#### Source document:
-=-=-=-=-

In 1996, a new general manager from the Chinese side, a Mr. Lu Lin-nai who speaks fluent German was appointed. Sales starting picking up immediately with favourable recognition for the reliability of it's Jeda model immediately. In 2001 Jeda sales surpassed 100,000 units and then 200,000 units in 2002. As of the end of 2002 back log orders for the car have already taken care of production for four months ahead. There had been suggestions that production capacity would be expanded from its current 150,000 units per year design with an investment of 2 billion yuan, but the expansion plan was flatly rejected by the Chinese side. The Chinese partner preferred receiving its share of profits in dividends than to continue with re-investment in the joint venture
"Why make more Jeda's, when the brand belongs to VW anyway?" was the comment overhead from one insider and was quite representative of the stormy relationship between the partners on-going on from the time of sickness to the time of good health.
Festivities to celebrate the sales success in Changchun were abruptedly cancelled three days before the scheduled date of December 23, 2002 due to "Special circumstances." It was reported that key top executives of First Automobiles were busy with other engagements elsewhere and were not available for the celebration. Mr. Lu's 4 year term was extended by two years in 1999 on account of his outstanding performance in turning the company around from the red but Lu left his job as the general manager of the joint venture at the end of his extended term in 2001. He was stripped of his political party membership, "detached" from the company, and rewarded with the dismissal of all of his immediate relatives in the company's employ. He was accused of siding with the foreign partner during his tenure while he failed to satisfy the local side's desire to take out their profits rather than reinvesting the average annual profit of 1 billion yuan each year back into the company. He was also accused of having not done enough to obtain the German side's support for the upgrading of the local side's own product, the Red Flag. The German partner had provided the partner with the technology from its 1980 Audi model as part of the joint venture agreement and had since hestitated to help upgrade the Red Flag, - the pride of local Chinese automobile industry. It also charged a 15% management fee on spare part purchases from Germany.

-=-=-=-=-

#### Stored data:
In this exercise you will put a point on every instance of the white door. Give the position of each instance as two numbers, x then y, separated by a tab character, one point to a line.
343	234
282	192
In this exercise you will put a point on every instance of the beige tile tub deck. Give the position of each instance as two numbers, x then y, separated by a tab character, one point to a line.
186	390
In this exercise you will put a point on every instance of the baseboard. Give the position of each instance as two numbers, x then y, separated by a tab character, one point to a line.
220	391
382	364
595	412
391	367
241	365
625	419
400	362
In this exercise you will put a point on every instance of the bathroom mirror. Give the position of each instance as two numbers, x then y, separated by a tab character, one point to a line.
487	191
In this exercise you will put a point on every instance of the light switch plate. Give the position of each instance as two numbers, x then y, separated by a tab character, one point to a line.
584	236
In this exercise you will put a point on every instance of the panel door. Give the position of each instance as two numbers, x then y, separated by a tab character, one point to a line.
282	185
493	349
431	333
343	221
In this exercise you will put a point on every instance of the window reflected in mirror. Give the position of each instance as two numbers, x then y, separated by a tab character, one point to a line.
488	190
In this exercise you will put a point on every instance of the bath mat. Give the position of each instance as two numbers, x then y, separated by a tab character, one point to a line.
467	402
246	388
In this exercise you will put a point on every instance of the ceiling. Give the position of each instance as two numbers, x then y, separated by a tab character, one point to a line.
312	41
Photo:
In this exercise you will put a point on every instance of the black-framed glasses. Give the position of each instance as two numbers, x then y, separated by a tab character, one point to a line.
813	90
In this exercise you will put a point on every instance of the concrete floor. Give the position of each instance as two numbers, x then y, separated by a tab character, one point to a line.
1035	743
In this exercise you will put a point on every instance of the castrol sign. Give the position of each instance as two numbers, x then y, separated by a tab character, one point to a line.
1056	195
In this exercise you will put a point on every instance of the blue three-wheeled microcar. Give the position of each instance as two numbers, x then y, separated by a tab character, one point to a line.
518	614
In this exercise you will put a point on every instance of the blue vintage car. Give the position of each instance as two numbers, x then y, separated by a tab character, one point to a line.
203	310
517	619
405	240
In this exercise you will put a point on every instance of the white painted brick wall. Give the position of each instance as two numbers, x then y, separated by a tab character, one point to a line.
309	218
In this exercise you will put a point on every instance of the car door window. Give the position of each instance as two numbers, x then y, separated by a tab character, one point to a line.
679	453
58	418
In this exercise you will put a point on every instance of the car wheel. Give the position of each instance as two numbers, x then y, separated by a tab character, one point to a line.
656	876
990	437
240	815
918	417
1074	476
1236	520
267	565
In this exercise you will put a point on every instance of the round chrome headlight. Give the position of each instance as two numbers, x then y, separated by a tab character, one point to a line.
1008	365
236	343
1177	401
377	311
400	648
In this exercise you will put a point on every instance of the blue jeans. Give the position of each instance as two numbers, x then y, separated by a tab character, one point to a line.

-=-=-=-=-

#### Tasks to carry out:
[1] Answer these questions from the account of the Jeda joint venture, using only what it states:
(a) In what year was Lu Lin-nai appointed general manager?
(b) In what year did Jeda sales pass 200,000 units?
(c) What management fee did the German partner charge on spare part purchases from Germany?
[2] Pick up the account of the Jeda joint venture after its final sentence and keep writing it.

#### Results of the exercise:
[1]
(a) 1996
(b) 2002
(c) 15%

[2]
On the date scheduled for the celebration of First Automobile-Volkswagen's Jeda sales, the new general manager Mr. Qin Huan-min was not in Changchun but in Tianjin - joining the celebration with its other partner Toyota Motors to mark the first jointly produced Toyota Bora from the production line.
The joint venture agreement signed in August 2002 called for an investment of 23 billion yuan to produce 300,000 to 400,000 units of luxury-to-compact automobiles annually. The Japanese side had agreed to provide First Automobile with technology from Toyota to raise the Red Flag to a brand new level. Toyota had also agreed not to charge any management fees on purchases of spare parts for the jointly produced automobiles.
After they have skimmed through their Chinese economic and marketing data and information, MNC strategists are well advised to take a good look at Chinese historical stories where more often than not, "A small flickering proceeds to consume the entire mountain and plains". Even the ruling Manchus found themselves naturalized by the Han culture 300 yers after their reign over the Han people.
As one Japanese executive - one of thousands being sent to China from Japan - recently told me in his perfect Mandarin -
"...We understand Chinese a lot better than those Westerners. That's why we have more successes than the American and the European...".